### Task description
The required output is the line containing "Practice. Identify the man" followed by each line through the end of the data below, repeated exactly and with nothing added.

### Source records
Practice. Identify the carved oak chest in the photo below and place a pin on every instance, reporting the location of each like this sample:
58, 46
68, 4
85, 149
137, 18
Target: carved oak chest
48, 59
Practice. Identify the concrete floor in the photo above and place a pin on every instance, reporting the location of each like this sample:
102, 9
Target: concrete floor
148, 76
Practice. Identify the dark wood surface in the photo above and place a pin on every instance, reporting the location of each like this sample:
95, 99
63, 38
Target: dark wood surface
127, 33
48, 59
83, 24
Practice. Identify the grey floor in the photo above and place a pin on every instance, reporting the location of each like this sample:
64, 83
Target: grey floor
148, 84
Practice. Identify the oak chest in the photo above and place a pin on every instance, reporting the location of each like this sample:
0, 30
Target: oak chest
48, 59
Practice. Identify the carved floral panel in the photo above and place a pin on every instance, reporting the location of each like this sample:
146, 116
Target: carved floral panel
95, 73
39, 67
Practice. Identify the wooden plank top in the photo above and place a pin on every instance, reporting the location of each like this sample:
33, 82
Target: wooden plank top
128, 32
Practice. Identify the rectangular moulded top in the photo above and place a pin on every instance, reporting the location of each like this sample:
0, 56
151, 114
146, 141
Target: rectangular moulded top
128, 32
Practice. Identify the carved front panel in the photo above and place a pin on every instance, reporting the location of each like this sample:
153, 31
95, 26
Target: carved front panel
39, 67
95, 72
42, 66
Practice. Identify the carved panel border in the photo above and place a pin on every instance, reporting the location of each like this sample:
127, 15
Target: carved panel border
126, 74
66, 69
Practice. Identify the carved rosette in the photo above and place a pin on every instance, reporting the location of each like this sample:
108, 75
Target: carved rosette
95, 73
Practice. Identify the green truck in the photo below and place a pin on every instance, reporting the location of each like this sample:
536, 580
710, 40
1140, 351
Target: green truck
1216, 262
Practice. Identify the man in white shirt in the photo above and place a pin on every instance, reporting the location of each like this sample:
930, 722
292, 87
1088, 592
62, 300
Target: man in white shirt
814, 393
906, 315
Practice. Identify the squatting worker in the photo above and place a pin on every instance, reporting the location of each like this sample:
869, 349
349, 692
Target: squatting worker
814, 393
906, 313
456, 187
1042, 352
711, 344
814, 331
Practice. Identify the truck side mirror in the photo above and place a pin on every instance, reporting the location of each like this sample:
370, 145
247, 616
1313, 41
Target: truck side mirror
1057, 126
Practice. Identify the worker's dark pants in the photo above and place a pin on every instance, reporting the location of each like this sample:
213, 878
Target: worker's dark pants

### Result for this exercise
Practice. Identify the man in white shirt in the photo above and place a pin on every instance, reporting the location of each like this sample:
930, 722
292, 87
1088, 592
62, 300
Target: man in white shirt
814, 393
906, 315
Practice. Identify the squatting worker in the photo above and place a pin on every instance, reporting the location of each like this sample:
869, 349
349, 692
Target: squatting worker
814, 393
906, 313
456, 187
1042, 352
711, 344
814, 331
Practice. Identify the truck side mirror in the photo above and place a pin on every instance, reporting the location of each like this sample:
370, 145
247, 616
1313, 41
Target: truck side mirror
1057, 126
Practice. Identify the worker's dark pants in the photo above and place a pin on every instance, reporting the location of each like this sample:
213, 878
Target: worker's dark pants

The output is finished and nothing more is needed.